DIRECTIVE »
Duplicate the stretch of the data from the line containing "Where can you find the trailer bed?" through the line containing "<point>669,350</point>", with both of those lines included.

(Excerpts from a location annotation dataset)
▬▬▬▬▬▬▬▬▬▬
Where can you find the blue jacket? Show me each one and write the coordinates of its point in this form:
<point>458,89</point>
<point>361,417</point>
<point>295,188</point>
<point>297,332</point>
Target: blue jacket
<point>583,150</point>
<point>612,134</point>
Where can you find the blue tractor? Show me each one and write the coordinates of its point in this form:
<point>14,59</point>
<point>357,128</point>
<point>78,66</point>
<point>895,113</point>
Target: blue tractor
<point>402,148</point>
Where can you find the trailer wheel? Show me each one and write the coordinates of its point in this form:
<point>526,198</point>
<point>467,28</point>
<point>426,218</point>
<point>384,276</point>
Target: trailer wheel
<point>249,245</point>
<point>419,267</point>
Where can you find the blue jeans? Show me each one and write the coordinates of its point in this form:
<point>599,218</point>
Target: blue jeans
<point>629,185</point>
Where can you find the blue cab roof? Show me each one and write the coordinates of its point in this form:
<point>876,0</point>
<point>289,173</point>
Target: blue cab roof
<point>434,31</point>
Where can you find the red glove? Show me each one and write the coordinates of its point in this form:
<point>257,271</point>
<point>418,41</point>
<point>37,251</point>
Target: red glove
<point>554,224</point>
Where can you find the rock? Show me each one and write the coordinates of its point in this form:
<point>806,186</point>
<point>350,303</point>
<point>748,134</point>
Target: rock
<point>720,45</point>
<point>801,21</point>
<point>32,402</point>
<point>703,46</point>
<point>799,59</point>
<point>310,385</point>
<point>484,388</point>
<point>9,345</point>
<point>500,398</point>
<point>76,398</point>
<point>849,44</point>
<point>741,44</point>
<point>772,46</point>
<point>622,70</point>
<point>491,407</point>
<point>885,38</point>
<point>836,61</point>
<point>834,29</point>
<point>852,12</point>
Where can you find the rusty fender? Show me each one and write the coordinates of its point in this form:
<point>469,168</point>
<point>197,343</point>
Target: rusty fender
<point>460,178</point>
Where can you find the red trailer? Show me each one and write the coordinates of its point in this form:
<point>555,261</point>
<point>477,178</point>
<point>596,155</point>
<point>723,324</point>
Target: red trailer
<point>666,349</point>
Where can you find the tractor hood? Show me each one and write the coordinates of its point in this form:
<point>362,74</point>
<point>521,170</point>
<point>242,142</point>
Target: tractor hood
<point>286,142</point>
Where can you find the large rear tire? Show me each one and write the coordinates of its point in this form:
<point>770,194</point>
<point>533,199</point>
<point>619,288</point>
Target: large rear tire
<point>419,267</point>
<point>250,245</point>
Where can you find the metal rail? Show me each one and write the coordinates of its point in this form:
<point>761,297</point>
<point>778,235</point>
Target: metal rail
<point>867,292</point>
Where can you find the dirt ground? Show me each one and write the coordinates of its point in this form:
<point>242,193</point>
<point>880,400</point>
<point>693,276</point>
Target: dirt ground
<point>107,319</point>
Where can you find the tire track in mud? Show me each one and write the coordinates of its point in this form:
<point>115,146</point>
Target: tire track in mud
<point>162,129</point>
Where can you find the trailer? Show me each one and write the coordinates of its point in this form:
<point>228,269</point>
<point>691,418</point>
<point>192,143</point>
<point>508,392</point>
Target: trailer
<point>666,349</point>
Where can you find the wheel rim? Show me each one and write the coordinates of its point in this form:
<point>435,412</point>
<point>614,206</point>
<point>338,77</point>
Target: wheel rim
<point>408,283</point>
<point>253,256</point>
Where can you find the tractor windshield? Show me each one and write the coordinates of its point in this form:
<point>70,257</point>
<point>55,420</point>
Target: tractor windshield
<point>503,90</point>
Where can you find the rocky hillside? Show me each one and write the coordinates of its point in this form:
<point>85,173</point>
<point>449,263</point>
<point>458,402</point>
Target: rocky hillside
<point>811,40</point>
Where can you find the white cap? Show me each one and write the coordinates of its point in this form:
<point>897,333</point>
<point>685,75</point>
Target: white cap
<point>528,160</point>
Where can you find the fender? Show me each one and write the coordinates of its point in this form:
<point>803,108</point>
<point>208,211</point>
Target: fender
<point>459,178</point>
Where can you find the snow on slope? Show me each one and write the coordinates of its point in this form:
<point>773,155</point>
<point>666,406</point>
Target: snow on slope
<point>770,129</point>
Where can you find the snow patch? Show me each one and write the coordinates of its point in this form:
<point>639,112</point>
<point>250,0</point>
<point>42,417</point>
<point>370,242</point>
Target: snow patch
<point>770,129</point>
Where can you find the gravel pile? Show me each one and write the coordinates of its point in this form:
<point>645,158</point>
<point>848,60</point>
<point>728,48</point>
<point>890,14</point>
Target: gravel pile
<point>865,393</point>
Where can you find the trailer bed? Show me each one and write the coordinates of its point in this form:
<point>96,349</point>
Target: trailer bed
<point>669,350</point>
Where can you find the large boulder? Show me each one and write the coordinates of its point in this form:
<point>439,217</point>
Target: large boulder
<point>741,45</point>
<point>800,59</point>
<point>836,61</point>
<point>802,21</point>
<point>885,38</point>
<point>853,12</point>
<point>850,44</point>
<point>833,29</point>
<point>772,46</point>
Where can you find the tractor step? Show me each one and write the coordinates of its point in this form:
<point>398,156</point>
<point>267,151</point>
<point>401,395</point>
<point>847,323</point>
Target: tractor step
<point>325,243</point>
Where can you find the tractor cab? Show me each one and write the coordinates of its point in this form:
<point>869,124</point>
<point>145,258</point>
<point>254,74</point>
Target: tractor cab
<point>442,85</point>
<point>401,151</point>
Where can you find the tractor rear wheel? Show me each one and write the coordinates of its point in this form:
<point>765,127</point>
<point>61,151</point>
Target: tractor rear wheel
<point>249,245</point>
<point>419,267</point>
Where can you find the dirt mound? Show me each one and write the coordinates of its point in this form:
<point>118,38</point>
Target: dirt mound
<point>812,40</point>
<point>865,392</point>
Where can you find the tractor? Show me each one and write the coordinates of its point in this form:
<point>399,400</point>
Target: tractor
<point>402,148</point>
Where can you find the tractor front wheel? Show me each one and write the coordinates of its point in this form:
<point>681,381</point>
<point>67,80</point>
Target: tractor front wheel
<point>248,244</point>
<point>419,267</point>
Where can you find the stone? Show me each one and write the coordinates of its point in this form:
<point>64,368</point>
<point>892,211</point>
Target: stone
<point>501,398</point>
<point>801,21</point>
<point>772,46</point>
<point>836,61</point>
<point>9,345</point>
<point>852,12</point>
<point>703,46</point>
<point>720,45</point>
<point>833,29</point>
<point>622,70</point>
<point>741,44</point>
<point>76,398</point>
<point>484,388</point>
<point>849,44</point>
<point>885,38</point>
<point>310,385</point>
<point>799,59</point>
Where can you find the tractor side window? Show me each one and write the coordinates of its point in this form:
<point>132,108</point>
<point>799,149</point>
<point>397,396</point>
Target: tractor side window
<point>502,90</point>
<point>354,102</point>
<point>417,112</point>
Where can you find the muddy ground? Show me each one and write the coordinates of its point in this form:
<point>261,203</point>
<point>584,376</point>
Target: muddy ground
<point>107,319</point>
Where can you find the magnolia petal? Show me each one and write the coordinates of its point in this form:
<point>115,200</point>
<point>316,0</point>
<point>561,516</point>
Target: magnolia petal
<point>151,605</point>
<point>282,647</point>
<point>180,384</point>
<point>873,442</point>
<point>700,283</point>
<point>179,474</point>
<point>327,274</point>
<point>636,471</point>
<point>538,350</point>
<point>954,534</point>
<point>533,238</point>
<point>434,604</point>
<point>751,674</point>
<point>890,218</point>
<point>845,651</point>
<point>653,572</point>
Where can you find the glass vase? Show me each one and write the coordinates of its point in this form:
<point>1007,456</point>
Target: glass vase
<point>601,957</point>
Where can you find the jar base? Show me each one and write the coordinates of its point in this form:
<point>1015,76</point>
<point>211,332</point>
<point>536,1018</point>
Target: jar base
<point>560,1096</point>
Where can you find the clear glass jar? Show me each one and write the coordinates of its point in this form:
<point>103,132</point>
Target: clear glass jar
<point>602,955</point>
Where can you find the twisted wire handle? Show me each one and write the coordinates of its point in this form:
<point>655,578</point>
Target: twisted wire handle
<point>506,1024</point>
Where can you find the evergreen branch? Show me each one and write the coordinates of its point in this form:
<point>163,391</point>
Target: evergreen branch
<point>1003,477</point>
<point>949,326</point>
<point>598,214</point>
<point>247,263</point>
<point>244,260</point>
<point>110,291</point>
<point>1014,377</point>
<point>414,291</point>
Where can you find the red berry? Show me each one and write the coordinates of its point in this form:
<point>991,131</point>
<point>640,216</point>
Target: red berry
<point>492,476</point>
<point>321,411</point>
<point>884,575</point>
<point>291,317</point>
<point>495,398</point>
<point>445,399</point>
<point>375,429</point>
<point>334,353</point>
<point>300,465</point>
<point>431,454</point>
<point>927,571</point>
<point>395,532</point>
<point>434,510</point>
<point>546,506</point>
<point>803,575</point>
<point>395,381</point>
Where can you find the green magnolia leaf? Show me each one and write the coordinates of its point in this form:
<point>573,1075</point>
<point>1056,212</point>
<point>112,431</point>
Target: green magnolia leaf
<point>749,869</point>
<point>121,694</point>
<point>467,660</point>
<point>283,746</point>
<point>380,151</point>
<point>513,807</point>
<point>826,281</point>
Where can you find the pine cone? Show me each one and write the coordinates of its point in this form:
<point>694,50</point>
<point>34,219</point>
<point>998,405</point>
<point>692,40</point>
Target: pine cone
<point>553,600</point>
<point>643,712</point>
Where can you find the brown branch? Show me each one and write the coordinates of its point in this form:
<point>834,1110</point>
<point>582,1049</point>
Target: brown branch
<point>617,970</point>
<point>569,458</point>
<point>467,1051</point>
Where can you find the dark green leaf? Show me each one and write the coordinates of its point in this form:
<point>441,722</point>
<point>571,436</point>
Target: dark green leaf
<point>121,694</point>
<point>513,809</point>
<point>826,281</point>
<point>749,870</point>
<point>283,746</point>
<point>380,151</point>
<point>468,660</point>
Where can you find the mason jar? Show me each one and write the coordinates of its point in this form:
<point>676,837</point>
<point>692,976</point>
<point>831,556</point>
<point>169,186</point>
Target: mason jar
▬▬▬▬▬▬▬▬▬▬
RESPONSE BELOW »
Where can you find the trailer bed? Show me each one and write the coordinates of its point in this form:
<point>96,349</point>
Target: trailer bed
<point>669,350</point>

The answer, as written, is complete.